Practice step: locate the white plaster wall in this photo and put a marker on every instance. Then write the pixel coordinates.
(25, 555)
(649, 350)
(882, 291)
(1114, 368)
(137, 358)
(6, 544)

= Set exercise =
Set down each of the lines above once more, reproducing every one without alteration.

= Finished task =
Practice step: locate the white plaster wall in this photo and put a marker on every instance. Then write the pixel coordinates.
(25, 555)
(649, 350)
(882, 291)
(1114, 368)
(137, 358)
(6, 544)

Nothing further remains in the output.